**What is being asked**
How many lines in the records below contain the string "pine"? Case counts, so give only the number.

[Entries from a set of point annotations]
◆ ◆ ◆ ◆ ◆ ◆ ◆
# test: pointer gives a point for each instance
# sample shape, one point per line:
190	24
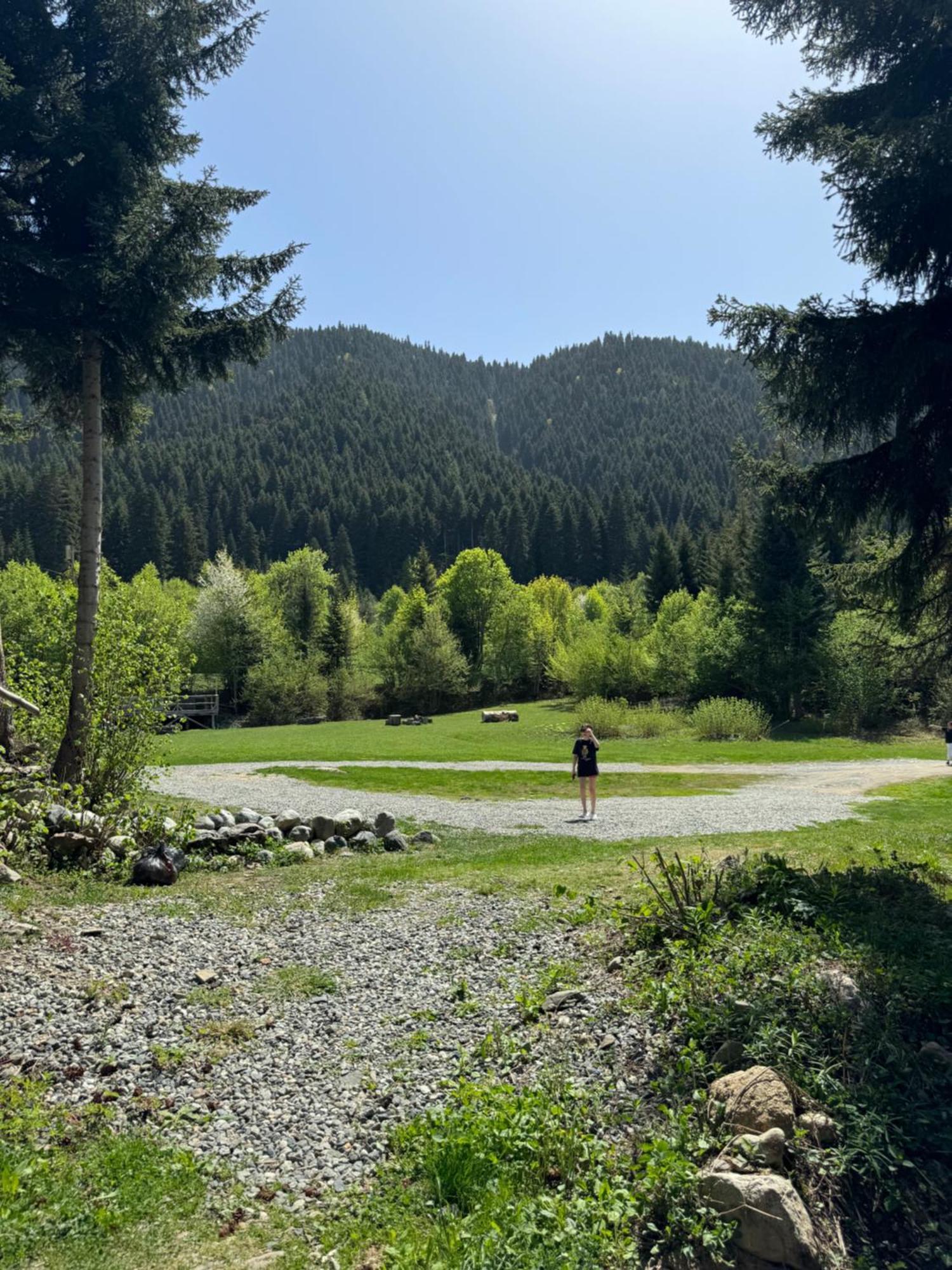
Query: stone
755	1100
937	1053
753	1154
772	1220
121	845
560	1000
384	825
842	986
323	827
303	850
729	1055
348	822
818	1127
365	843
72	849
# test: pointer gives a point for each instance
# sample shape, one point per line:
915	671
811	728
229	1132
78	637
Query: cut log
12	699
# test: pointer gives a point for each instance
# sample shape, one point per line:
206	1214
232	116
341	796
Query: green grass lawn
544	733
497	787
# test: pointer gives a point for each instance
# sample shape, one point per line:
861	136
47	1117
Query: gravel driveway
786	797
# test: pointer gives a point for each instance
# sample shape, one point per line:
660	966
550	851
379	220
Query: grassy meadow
◆ ◆ ◆ ◆ ◆ ◆ ◆
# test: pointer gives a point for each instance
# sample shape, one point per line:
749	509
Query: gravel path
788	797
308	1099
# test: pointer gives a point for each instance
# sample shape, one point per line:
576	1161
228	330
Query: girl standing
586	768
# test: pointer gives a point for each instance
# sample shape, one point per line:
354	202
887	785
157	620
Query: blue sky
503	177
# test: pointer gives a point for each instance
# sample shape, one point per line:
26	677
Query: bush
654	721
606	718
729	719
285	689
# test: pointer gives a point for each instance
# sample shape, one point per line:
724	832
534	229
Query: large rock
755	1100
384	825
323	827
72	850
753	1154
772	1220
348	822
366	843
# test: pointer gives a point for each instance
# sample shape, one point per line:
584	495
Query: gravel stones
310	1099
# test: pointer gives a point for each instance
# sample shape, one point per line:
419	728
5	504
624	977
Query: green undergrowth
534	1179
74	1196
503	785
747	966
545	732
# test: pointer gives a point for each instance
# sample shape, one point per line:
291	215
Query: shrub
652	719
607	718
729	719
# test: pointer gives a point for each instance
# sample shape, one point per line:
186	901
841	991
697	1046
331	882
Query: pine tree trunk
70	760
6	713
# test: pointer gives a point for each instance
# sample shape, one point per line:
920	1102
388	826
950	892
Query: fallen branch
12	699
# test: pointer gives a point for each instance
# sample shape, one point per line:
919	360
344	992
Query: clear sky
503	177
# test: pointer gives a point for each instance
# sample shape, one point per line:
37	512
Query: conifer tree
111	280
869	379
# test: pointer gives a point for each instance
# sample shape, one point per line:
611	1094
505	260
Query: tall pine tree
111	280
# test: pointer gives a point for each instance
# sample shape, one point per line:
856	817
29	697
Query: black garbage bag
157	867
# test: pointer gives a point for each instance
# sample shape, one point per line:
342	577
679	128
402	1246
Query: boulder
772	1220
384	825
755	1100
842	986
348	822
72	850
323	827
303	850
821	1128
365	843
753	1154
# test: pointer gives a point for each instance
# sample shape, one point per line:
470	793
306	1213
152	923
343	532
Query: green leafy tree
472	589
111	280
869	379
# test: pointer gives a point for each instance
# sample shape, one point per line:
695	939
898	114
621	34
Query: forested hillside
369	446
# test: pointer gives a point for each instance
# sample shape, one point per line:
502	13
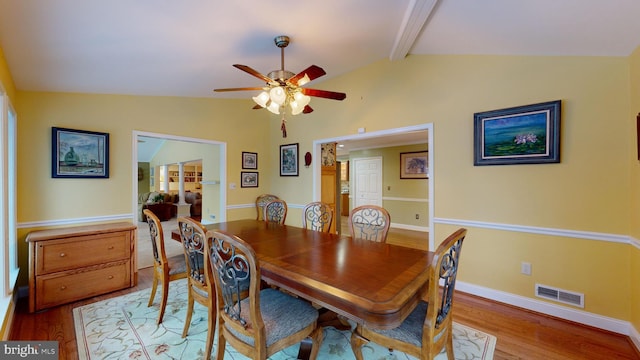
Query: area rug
◆ ◆ ◆ ◆ ◆ ◆ ◆
**Result for this task**
2